One tragic fact about the nearly 1 million people who died of COVID-19 in the U.S. is that a huge share of them didn't have to.

In Tennessee, 11,047 of the people who died could have survived if everyone in the state had gotten vaccinated. In Ohio, that number is 15,875. Nationally it's nearly 319,000, according a new estimate.

These figures come from an analysis released Friday by researchers at Brown University and Microsoft AI Health — shared exclusively with NPR — that estimates the portion of vaccine-preventable deaths in each state since COVID-19 vaccines became available at the start of 2021.

In early 2021, when the vaccines were widely distributed, there was huge demand. At the peak of the vaccination campaign in the spring, 4 million people got vaccinated in one day. That demand dropped off by summer. A year later, many states are still barely north of 50% of people fully vaccinated.

How many lives would have been saved if that slump in vaccine demand had never happened? To answer that question, Brown and Microsoft researchers calculated the peak vaccination rate for each state, and then imagined that rate continued until all adults in the state were fully vaccinated.

The total for the country is stark: Many of the nearly 1 million COVID deaths took place in 2020 before the vaccines were available. But of the more than 641,000 people who died after vaccines were available, half of those deaths could have been averted – 318,981 – had every eligible adult gotten vaccinated. And those numbers are even more striking in certain states where more than half of deaths could have been avoided.

**RECORD SET:**
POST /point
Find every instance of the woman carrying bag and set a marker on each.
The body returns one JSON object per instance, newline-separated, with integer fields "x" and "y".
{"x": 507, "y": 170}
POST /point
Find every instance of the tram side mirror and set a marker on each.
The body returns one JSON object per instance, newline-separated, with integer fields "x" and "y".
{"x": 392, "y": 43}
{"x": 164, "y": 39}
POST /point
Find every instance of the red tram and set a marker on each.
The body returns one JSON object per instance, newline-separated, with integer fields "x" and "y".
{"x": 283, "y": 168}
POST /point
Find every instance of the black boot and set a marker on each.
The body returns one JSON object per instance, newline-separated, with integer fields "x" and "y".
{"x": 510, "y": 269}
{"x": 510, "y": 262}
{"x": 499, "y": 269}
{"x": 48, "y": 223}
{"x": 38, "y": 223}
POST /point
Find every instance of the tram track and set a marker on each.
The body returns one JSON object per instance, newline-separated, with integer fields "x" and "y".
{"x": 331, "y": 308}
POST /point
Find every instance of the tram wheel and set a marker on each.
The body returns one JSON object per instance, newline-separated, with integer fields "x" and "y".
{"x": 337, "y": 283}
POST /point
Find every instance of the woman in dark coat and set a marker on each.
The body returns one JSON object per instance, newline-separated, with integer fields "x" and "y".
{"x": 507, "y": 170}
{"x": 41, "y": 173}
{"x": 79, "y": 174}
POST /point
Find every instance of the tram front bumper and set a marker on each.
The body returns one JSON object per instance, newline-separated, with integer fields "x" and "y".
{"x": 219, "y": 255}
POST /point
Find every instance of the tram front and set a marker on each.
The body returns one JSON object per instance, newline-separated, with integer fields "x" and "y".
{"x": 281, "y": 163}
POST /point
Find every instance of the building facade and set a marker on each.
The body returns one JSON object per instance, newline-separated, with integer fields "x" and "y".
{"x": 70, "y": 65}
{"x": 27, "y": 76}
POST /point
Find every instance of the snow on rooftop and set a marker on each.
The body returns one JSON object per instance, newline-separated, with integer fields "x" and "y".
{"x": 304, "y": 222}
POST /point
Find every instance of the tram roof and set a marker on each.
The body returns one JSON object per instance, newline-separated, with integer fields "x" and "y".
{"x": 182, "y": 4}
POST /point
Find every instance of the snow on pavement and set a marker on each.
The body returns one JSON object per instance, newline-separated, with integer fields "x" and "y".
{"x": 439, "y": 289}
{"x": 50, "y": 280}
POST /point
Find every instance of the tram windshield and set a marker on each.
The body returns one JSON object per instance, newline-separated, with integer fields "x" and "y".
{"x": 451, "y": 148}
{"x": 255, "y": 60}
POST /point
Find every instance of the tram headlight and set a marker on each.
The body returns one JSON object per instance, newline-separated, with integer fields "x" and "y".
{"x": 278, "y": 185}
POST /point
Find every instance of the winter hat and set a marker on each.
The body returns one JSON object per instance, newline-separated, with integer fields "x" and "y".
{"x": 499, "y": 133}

**PROBLEMS AND TASKS:**
a. List every organization named in the article on vaccine-preventable COVID-19 deaths.
b. Answer these questions from the article on vaccine-preventable COVID-19 deaths:
(i) How many people got vaccinated in one day at the peak of the vaccination campaign?
(ii) How many people died after vaccines were available?
(iii) On what day was the analysis released?
c. Retype the passage of the article on vaccine-preventable COVID-19 deaths starting with "In Tennessee, 11,047" and going on through "people fully vaccinated.".

**SOLUTIONS BELOW:**
a.
Brown University
Microsoft AI Health
NPR

b.
(i) 4 million
(ii) More than 641,000
(iii) Friday

c.
In Tennessee, 11,047 of the people who died could have survived if everyone in the state had gotten vaccinated. In Ohio, that number is 15,875. Nationally it's nearly 319,000, according a new estimate.

These figures come from an analysis released Friday by researchers at Brown University and Microsoft AI Health — shared exclusively with NPR — that estimates the portion of vaccine-preventable deaths in each state since COVID-19 vaccines became available at the start of 2021.

In early 2021, when the vaccines were widely distributed, there was huge demand. At the peak of the vaccination campaign in the spring, 4 million people got vaccinated in one day. That demand dropped off by summer. A year later, many states are still barely north of 50% of people fully vaccinated.